=== SELECTION ===

By Brian Boyer
Last April my family spent a few days in Zion National Park with some neighbor friends during spring break. The third day of our trip happened to be my daughter’s thirteenth birthday. Knowing this, she reminded us several months in advance that we needed to do something special that day, something that would make the day stand out from the other days away from home. I assured her that we would, however, she continued to bring up the issue as the day approached. It became apparent that she was very worried, because of all that was going on with preparations and excitement for the trip, that we would somehow forget her birthday. With her continual reminders I felt the pressure to do something great. After some thought I decided to get her a new mountain bike and that as a family we would spend her birthday exploring trails near Zion Canyon. I envisioned us riding along dramatic red cliffs near the Virgin River, and was quite pleased that I could come up with such a great idea. Surely this would make the day stand out, I thought. On the day before leaving we tied a bow on the handlebars, presented her with the gift, and explained the plan for her birthday. She was thrilled, but her excitement would not last. On the day of her birthday several activities competed for her attention. Our neighbor friends, in particular, naturally had other plans, and our daughter was suddenly fearful of missing out on what they were doing. She tried to think of how she could go mountain biking, but also be with her friends. As she struggled inside, I gently told her that she didn’t have to go biking. After all, it was her birthday, and she could do whatever she wanted. “Are you sure?” she asked me several times. In the end, she stayed with her friends, and I ended up going out biking entirely alone. Incidentally the plans she envisioned for the day never materialized. Her bike sat in the garage of our vacation rental and was never touched the entire trip.
Now, I was glad that my daughter could choose to do whatever she wanted on her birthday. But the experience made me wonder, am I making the most of the gifts that God has given me? Our Father in Heaven knows us perfectly and knows how to give good gifts. “Or what man is there of you, who, if his son ask bread, will give him a stone? Or if he ask a fish, will he give him a serpent? If ye then, being evil, know how to give good gifts unto your children, how much more shall your Father who is in heaven give good things to them that ask him?” (3 Nephi 14:9-11).
In the scriptures we are taught to “hunger and thirst after righteousness” (Matt. 5:6, 3 Nephi 12:6), to “covet earnestly the best gifts” (1 Cor. 12:31), and to “seek earnestly the best gifts” (D&C 46:8). But perhaps this process of hungering, thirsting, and seeking, is often less about wishing for abilities or circumstances we don’t have, and more about magnifying what has already been mercifully allotted to us. Sometimes we can be overly focused on turning weaknesses into strengths and gaining new opportunities while overlooking the many gifts that God has already given.
Yearning for expanded opportunities while failing to use those at hand exhibits a lack of hope that God knows us perfectly and truly is The Giver of good gifts. How can we strengthen our hope that God is The Giver of good gifts? Three important elements are part of the process. First, we must overcome the fear of missing out because of the gifts we lack. Second we must resist the temptation to succumb to the dregs of grief and discouragement. Third, we must build faith in the ability of the atonement to heal and help us learn from failure.

=== DATA ROWS ===

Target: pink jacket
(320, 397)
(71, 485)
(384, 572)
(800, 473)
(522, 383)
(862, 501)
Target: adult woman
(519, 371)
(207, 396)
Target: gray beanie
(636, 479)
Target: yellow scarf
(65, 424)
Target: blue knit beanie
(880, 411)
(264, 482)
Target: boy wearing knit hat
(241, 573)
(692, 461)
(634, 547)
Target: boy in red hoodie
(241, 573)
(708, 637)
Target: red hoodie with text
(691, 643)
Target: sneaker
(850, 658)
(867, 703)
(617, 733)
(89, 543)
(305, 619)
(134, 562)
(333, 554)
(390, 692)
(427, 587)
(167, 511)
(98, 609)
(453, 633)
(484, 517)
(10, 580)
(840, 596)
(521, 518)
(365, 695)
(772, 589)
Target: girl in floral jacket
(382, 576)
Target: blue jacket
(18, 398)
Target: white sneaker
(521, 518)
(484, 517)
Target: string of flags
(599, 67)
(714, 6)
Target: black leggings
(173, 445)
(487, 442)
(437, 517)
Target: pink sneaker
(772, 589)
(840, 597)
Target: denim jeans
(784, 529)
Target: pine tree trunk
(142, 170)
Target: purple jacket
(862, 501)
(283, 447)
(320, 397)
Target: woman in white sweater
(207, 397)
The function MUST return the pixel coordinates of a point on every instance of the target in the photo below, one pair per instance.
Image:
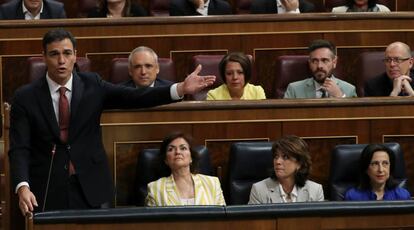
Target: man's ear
(334, 61)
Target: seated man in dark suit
(32, 9)
(143, 68)
(281, 6)
(398, 77)
(199, 7)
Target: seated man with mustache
(323, 84)
(397, 79)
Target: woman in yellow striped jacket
(184, 186)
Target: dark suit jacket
(136, 11)
(14, 10)
(381, 86)
(270, 7)
(34, 131)
(158, 83)
(186, 8)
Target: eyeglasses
(376, 164)
(284, 157)
(395, 60)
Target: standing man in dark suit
(199, 7)
(57, 157)
(281, 6)
(143, 68)
(398, 77)
(32, 9)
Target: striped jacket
(163, 192)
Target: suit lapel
(309, 88)
(274, 191)
(19, 13)
(46, 105)
(77, 92)
(200, 196)
(173, 197)
(303, 194)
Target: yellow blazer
(163, 192)
(250, 92)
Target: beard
(321, 75)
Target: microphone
(48, 176)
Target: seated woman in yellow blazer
(184, 186)
(235, 70)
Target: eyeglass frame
(396, 60)
(376, 164)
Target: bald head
(398, 60)
(143, 66)
(403, 48)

===

## OBJECTIVE 1
In the essay about the birthday trip to Zion, what gift did the writer give the daughter for her thirteenth birthday?
## OBJECTIVE 2
From the essay about the Zion birthday trip, return the passage that begins with the words "In the scriptures" and ends with "has already given.", copied exactly.

## TASK OUTPUT 1
A new mountain bike.

## TASK OUTPUT 2
In the scriptures we are taught to “hunger and thirst after righteousness” (Matt. 5:6, 3 Nephi 12:6), to “covet earnestly the best gifts” (1 Cor. 12:31), and to “seek earnestly the best gifts” (D&C 46:8). But perhaps this process of hungering, thirsting, and seeking, is often less about wishing for abilities or circumstances we don’t have, and more about magnifying what has already been mercifully allotted to us. Sometimes we can be overly focused on turning weaknesses into strengths and gaining new opportunities while overlooking the many gifts that God has already given.